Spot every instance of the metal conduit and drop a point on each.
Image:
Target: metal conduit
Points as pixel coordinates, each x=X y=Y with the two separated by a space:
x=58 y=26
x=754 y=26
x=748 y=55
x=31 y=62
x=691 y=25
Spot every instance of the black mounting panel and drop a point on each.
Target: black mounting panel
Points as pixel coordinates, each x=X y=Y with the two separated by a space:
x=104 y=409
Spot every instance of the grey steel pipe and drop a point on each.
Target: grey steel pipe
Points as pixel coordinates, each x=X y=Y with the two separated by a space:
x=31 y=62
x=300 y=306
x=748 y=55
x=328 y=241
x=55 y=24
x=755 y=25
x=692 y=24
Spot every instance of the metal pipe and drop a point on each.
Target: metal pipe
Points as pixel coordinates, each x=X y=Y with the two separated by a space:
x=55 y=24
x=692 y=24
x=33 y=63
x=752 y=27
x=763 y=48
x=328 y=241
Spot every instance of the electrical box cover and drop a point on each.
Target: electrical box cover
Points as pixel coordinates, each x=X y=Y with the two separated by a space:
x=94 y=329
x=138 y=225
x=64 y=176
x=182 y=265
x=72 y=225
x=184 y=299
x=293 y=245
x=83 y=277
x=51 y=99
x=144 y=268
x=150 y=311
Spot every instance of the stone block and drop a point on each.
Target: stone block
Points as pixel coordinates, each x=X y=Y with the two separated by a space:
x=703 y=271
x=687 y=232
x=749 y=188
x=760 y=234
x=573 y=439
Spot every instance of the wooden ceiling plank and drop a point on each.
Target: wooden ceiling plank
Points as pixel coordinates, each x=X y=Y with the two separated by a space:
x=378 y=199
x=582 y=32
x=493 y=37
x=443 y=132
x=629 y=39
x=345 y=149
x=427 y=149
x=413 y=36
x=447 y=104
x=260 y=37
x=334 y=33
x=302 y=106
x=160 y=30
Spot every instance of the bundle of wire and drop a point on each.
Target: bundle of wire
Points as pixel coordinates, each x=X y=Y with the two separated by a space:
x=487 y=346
----------
# Your instructions
Could the data above be set down exactly, in full?

# Final answer
Spot every instance of the metal conduit and drop a point on each.
Image:
Target: metal conduit
Points as pixel coordinates, each x=X y=Y with the two separated by a space:
x=58 y=26
x=754 y=26
x=748 y=55
x=31 y=62
x=691 y=25
Spot every instance of the black mounting panel and drop a point on each.
Target: black mounting panel
Points as pixel coordinates, each x=X y=Y with the two separated by a space:
x=104 y=409
Spot every instance of the grey steel pipe and drop a point on each.
Target: grey steel pipe
Points as pixel coordinates, each x=X y=Y with the two separated by a space:
x=31 y=62
x=300 y=306
x=748 y=55
x=328 y=241
x=55 y=24
x=755 y=25
x=692 y=24
Spot every instance of the metal pipe and drop a point on each.
Target: metal pipe
Points as pixel coordinates, each x=X y=Y with the two separated by a space:
x=55 y=24
x=692 y=24
x=33 y=63
x=752 y=27
x=763 y=48
x=328 y=241
Spot every instance of the electrical box cover and drop a point on each.
Target: electrical box cover
Points as pixel coordinates, each x=X y=Y with the two separated by a space:
x=94 y=329
x=138 y=225
x=64 y=176
x=182 y=265
x=72 y=225
x=184 y=299
x=293 y=245
x=83 y=277
x=51 y=99
x=144 y=268
x=150 y=311
Spot every instance of the stone block and drop a point on each.
Target: stone block
Points as pixel coordinates, each x=X y=Y with the two separated by a space:
x=703 y=271
x=687 y=232
x=749 y=188
x=760 y=234
x=573 y=439
Spot every instance of the wooden ceiling plank and drop a point on each.
Target: wooden ceiling plank
Points as pixel coordinates, each x=X y=Y with the two separated by a space:
x=378 y=199
x=582 y=32
x=493 y=37
x=443 y=132
x=629 y=39
x=345 y=149
x=427 y=149
x=413 y=36
x=447 y=104
x=260 y=37
x=334 y=33
x=302 y=106
x=160 y=30
Spot every instance of the bundle of wire and drop a point on each.
Target: bundle of wire
Points as pixel coordinates, each x=X y=Y with the two separated by a space:
x=487 y=346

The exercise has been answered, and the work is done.